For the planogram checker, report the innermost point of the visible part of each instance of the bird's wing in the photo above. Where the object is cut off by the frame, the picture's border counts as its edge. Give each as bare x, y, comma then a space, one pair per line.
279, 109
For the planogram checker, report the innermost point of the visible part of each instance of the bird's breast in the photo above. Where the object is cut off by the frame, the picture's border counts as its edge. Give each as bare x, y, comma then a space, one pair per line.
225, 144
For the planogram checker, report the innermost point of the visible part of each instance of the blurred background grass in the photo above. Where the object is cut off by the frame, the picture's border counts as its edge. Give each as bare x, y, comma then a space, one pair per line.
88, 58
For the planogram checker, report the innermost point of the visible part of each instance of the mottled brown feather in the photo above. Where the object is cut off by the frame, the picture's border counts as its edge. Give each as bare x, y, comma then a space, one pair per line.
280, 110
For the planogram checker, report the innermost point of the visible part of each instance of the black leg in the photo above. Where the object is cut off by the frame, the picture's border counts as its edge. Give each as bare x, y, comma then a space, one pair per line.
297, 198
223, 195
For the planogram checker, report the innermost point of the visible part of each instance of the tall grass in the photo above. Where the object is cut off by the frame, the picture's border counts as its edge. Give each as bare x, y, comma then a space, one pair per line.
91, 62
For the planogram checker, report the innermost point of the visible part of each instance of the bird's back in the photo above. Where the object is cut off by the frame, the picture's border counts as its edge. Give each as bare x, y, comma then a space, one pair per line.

Given task
Rewrite every one of the entries above as a numbered list, one line per item, with blank lines left out.

Output of the task
1. For the planogram checker, report the innermost point of the visible part of each instance of the bird's wing in the photo above. Where the object is cut off by the frame, the picture's border counts as its edge. Give each as bare x, y, comma then a space, one pair per line.
2. 279, 109
3. For the planogram checker, report the innermost point of the visible part of each instance of the bird's breast in the photo above. Where the object is cut off by the frame, the picture's border counts as its edge. Give each as bare x, y, comma then a space, one pair per line.
4. 225, 144
5. For the planogram checker, report the innermost point of the visible part of each instance of the blurred background grass in the photo above. Where the object is cut off by the frame, the picture's border counts as its edge. Give each as bare x, y, comma then a space, one pair per line.
6. 88, 58
7. For the planogram checker, report the innermost point of the visible part of each instance of the mottled brown feather in the photo above. Where the object is cut off by the frame, the picture's border counts as its edge. Give each as bare x, y, comma then a space, one pair per line.
8. 280, 110
9. For the planogram checker, report the innermost point of the visible part of each instance of the black leg in the photo above. Where the object is cut off by the frame, the picture's border counts as its edge. Give each as bare x, y, comma then a space, one pair per line.
10. 297, 198
11. 223, 195
12. For the planogram checker, report the innermost point of the visible part of each instance of the tall grass in the photo above. Where the object is cut off by the frame, the picture's border counts as its edge. Give each as bare x, y, comma then a space, one pair per line.
13. 91, 62
14. For the planogram checker, report the innermost point of the visible part of each instance of the bird's back in the photo above. Where the object is cut off by the frame, the picture's border counts as its edge. Give each as bare x, y, comma then a space, one pair per line.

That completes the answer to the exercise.